How Do We Get Out of Here: Heuristics for Relational, Frame-Reflective, Facilitative Action-Research Practices in Messy and Ambiguous Policy Situations
Conflict
Conflict Resolution
Development
Political Participation
Methods
Policy Implementation
Abstract
Ambiguous and messy policy-situations such as the location of refugees, planning in a dense neighbourhood, or prevention of juvenile delinquency in a problematic urban neighbourhood, can easily lead to impasses or even conflicts in the collaboration between policy-practitioners and other stakeholders who depend on one another to get things done (Rein, 2009; Roe, 2013, Van Hulst and Yanow, 2016). Facilitative action-research practices that organise ‘research in the moment’ (Mackewn, 2008) by applying interpretive and deliberative strategies, can offer opportunities to find breakthroughs in these situations by moving away from conventional, rational strategies that emphasise truth-seeking and risk-avoidance and focussing on collaborative sensemaking (Yanow,1996, Fischer and Forester, 1993; Forester 1997, 2003; Hajer and Wagenaar, 2013; Forester and Laws, 2015; Yanow, 1996).
The relational aspect of the practices is more and more understood as important in these practices (Forester, Kuitenbrouwer, Laws, 2019, Bartels and Wittmeyer, 2019; Wagenaar 2019, Bartels and Turnbull 2019). By taking the relational dynamics as a diagnostic starting point, policy-practitioners can focus on the question ‘how did we get in this situation together’ and subsequently ‘how can we get out of this situation together’, which can help in finding a collaborative action frame. Critique have highlighted, however, how the emphasis upon the ‘situatedness’ and ‘context-relatedness’ of these settings can lead to a lack of transferable methodological guidelines (Loeber 2007: 57).

#### What the task requires
In the abstract above on action-research in messy policy situations, what do critics say the emphasis on "situatedness" and "context-relatedness" can lead to?

#### Material provided

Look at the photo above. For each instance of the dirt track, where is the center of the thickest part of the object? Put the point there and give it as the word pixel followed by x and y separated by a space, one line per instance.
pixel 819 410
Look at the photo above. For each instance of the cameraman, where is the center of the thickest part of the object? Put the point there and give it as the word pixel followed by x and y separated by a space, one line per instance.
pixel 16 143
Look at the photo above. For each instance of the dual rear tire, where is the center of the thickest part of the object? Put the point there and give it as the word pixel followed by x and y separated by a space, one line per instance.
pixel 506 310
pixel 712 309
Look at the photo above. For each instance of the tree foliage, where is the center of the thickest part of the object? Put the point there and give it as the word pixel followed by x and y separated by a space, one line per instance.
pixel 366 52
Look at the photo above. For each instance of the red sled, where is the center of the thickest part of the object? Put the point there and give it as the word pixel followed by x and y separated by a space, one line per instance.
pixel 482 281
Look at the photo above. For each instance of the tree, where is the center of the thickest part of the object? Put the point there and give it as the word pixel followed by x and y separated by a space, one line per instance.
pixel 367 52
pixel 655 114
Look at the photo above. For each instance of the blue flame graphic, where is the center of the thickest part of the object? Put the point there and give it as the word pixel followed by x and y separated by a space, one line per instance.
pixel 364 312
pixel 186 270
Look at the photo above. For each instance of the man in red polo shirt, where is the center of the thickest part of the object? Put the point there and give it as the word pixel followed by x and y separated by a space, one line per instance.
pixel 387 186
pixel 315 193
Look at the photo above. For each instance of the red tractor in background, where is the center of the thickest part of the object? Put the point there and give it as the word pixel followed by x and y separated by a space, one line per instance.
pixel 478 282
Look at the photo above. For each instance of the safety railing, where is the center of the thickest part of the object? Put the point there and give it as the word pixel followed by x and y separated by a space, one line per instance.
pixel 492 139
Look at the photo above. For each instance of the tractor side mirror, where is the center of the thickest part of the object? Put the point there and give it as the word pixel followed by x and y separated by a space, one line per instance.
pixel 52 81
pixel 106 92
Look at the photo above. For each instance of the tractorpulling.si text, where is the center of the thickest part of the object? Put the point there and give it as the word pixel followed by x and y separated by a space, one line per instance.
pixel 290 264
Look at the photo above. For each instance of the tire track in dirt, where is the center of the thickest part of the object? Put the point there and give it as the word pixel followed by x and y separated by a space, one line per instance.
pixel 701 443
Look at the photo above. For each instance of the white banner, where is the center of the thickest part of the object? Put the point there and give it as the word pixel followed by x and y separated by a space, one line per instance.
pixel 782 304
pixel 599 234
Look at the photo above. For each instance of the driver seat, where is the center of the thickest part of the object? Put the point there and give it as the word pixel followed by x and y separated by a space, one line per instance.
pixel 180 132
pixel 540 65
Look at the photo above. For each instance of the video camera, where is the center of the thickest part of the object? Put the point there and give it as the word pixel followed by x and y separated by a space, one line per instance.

#### Output below
It can lead to a lack of transferable methodological guidelines.